— Start Excerpt —

Chapter four begins with Badiou’s argument that in Deleuze the two ‘nominal’ names of Being (actual and virtual) express the deployment of the One or univocal Being. The virtual is the ground of the actual. This was called into question in order to bring into play the actual processes that Deleuze seems to talk about. It was argued that the clear-confused seems to refer to individuation and the distinct-obscure to Ideas. These two extremes in Deleuze’s system – ideal and material – demand our attention. If you start with one extreme, as Badiou does and emphasises this through his focus on Deleuze’s structuralism, isn’t there a need to see if the other extreme fits in? If Deleuze’s system fails it is because he can’t fit in or hold everything together in a meaningful way. The difference between the two extremes is to be internal to the system. Badiou talks about the need for internal difference to operate but then to neglect it when collapsing the actual into the virtual in his reading of Deleuze. We have different parts of Deleuze work, even parts of the same book as we see in ‘Difference and Repetition’, threatening to go off in different directions. How does the empty square relate to the problem of individuation? The presentation used in the figure of the fractured self, as Deleuze develops it, has as three aspects: ‘I think’, ‘I am’ and time. Isn’t this the expression of Ideas and individuation respectively (in 'I think and 'I am' respectively), pure thought thinking itself and the material individuating itself whilst being related by the pure form of time?
Badiou describes Deleuze’s use of musical order as a metaphor at page 44, as he did with his use of maths in chapter 1. This seems to go against the notion that the music we write is pure production expressing itself, as with ‘I think’ and ‘I am’ as they emerge as aspects of the fractured self.
The presentation then took a critical stance towards Badiou’s assessment at page 45 that Deleuze is a classical philosopher – because the multiple needs a rigorous determination of Being as One - and so ‘does not submit to the critical injunctions of Kant.’ While Deleuze is highly critical of Kant for messing up the production mechanism he had discovered, Badiou’s statement needs to be questioned. Kant is seen by Deleuze as projecting products into the production, the empirical into the transcendental. He wants production to be pure, free of the Image of Thought or what is produced and then is taken as fixed and given. Yet Deleuze seems to value critique insofar as it seeks to keep the transcendental pure. This is a highly positive critical injunction if we don’t want the same to return and want to preserve heterogeneity in the production mechanism in order that it not resemble what is produced. Deleuze talks about ‘total critique’ in his ‘Nietzsche and Philosophy’ as a way to complete Kant’s work. Critique then has a role that needs to be explored. What we cannot talk about (theoretically) for Kant still operates in his system – it has practical reality. Deleuze wants to involve production but in a new way and so, like Kant, we must cease one discourse (the theoretical for Kant and the Image of Thought for Deleuze) in order to grasp the transcendental through its own expression (morality in Kant and differenciation in Deleuze).

— End Excerpt —

Task instructions → Extend the discussion of Badiou's reading of Deleuze beyond its final sentence.

— Start Data extract —

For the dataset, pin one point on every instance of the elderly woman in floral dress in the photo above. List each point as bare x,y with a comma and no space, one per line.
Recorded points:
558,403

— End Data extract —

Response →
Last week Matt Lee developed an analysis of Badiou’s reading of Wittgenstein’s ‘Tractatus’ where after critique, which limits what we can talk about, we have mysticism. This purification through critique seems to have similar connotiations to Deleuze's use of Kant. For Deleuze we can talk about ‘the noumena closest to the phenomena’ (‘Difference and Repetition’, page 222). What needs to be engaged with is Kant’s project of purifying the production of experience from theoretical givens and his giving it a practical reality. Some have suggested that ‘Anti-Oedipus’ can be read as Deleuze and Guattari’s re-writing of the Kant’s ‘Critique of Practical Reason’ (Daniel W. Smith made this case during his keynote paper at the Society for European Philosophy 2004 Conference here at Greenwich. He introduced this move by talking about investments of desire, in ‘Anti-Oedipus’, that are beneath the rational. The rational is a particular configuration of desires. He then argued that reading the second Critique is just like reading Anti-Oedipus. Deleuze dislikes the morality but models Anti-Oedipus upon The Critique of Practical Reason. Present in both books is a faculty with a causal relationship to its object. Desire is the cause of the actuality of its representations because desire is production. Deleuze likes this structure but makes it serve immanence instead of transcendence, thus Ideas must be immanent and synthesise desire. Kant’s desire is made immanent through the influence of Nietzsche, suggesting again that Kant’s critique is of value when extended through Nietzsche to a ‘total critique’). In both texts we can find the notion that desire creates its object. The gap between subject and object is overcome by desire or production, as something pre-individual and as the milieu of individuation itself. We must think the creation of objects through the desire or production that is prior to the self in its isolation from an object. Badiou is of course quite right to say that the moral law is invalid for Deleuze but he doesn’t need to throw the baby out with the bathwater.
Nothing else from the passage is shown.